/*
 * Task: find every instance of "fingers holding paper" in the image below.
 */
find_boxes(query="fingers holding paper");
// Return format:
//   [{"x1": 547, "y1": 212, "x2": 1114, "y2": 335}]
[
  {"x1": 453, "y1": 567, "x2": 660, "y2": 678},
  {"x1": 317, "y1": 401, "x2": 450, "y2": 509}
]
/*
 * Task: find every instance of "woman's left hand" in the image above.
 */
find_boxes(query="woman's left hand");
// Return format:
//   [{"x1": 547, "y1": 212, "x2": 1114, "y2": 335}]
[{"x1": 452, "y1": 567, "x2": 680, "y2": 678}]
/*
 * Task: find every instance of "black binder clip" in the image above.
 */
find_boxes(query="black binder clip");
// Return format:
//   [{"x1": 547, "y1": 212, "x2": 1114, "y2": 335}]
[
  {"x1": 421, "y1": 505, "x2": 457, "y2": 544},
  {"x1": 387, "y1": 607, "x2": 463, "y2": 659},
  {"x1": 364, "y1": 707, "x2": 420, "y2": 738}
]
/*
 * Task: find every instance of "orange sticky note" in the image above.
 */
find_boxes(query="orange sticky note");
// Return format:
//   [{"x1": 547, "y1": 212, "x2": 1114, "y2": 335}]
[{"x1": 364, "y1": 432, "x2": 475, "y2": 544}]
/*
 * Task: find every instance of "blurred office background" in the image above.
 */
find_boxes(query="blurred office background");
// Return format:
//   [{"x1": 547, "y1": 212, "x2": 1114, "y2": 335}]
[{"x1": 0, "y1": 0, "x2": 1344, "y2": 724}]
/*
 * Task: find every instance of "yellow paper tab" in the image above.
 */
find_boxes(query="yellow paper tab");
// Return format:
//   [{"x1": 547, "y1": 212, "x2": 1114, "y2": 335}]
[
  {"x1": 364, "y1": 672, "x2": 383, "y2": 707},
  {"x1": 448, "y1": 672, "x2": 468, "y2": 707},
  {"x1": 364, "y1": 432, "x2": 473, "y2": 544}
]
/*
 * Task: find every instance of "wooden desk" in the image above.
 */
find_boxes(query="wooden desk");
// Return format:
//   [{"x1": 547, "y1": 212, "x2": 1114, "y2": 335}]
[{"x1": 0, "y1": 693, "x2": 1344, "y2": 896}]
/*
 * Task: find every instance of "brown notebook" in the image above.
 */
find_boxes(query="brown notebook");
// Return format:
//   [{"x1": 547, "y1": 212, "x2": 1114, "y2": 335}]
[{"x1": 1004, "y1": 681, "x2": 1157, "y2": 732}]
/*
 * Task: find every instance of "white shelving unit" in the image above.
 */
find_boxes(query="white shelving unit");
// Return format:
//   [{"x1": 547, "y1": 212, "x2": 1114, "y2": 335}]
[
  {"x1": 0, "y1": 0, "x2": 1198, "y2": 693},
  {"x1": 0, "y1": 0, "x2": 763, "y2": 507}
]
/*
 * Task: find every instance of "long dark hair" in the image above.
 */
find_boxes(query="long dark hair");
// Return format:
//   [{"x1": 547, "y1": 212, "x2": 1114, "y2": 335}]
┄┄┄┄┄┄┄┄┄┄
■ What is needed: Once more, set down the full listing, verbatim.

■ Solution for this problem:
/*
 * Task: find every instance of "fingers holding paper" in the image below.
 */
find_boxes(query="fingers holding paper");
// Return format:
//   [{"x1": 547, "y1": 212, "x2": 1114, "y2": 335}]
[
  {"x1": 453, "y1": 567, "x2": 660, "y2": 678},
  {"x1": 317, "y1": 401, "x2": 450, "y2": 509}
]
/*
 * Task: find every instance of "woman's left hand" in the image above.
 */
find_boxes(query="woman's left hand");
// Return format:
//   [{"x1": 547, "y1": 212, "x2": 1114, "y2": 335}]
[{"x1": 452, "y1": 567, "x2": 680, "y2": 678}]
/*
 * Task: find every instance of "black binder clip" in the image above.
 */
find_boxes(query="black binder clip");
// Return format:
//   [{"x1": 547, "y1": 212, "x2": 1114, "y2": 335}]
[
  {"x1": 421, "y1": 505, "x2": 457, "y2": 544},
  {"x1": 387, "y1": 607, "x2": 463, "y2": 659},
  {"x1": 364, "y1": 707, "x2": 420, "y2": 738}
]
/*
 * Task: find every instance of "orange sticky note" in the image above.
 */
find_boxes(query="orange sticky note");
// Return format:
//   [{"x1": 547, "y1": 212, "x2": 1114, "y2": 335}]
[{"x1": 364, "y1": 432, "x2": 475, "y2": 544}]
/*
 * Task: find every instance of "blurred office background" in the image above.
 */
find_boxes(query="blurred office background");
// Return format:
//   [{"x1": 547, "y1": 212, "x2": 1114, "y2": 335}]
[{"x1": 0, "y1": 0, "x2": 1344, "y2": 724}]
/*
 * Task: find every instance of "yellow paper tab" in the image above.
 */
find_boxes(query="yellow paper tab");
// Return format:
//   [{"x1": 547, "y1": 212, "x2": 1114, "y2": 335}]
[
  {"x1": 364, "y1": 672, "x2": 383, "y2": 707},
  {"x1": 448, "y1": 672, "x2": 468, "y2": 707},
  {"x1": 364, "y1": 432, "x2": 473, "y2": 544}
]
/*
 * Task: find every instance of "wooden desk" in the image above.
 */
find_boxes(query="wooden desk");
// Return format:
//   [{"x1": 547, "y1": 212, "x2": 1114, "y2": 335}]
[{"x1": 0, "y1": 693, "x2": 1344, "y2": 896}]
/*
 * Task: find every instance of "brown notebook" in the image above.
 */
find_boxes(query="brown notebook");
// Return format:
//   [{"x1": 547, "y1": 212, "x2": 1114, "y2": 335}]
[{"x1": 1004, "y1": 681, "x2": 1157, "y2": 732}]
/*
 * Task: find every instance of "white shelving unit" in the image above.
 */
find_boxes(query="white shelving unit");
// Return format:
//   [{"x1": 547, "y1": 212, "x2": 1114, "y2": 335}]
[
  {"x1": 0, "y1": 0, "x2": 1198, "y2": 693},
  {"x1": 0, "y1": 0, "x2": 763, "y2": 507}
]
/*
 * Task: find every instance of "long dark hair" in the image above.
 */
find_boxes(query="long dark hair");
// Return format:
//   [{"x1": 547, "y1": 212, "x2": 1114, "y2": 335}]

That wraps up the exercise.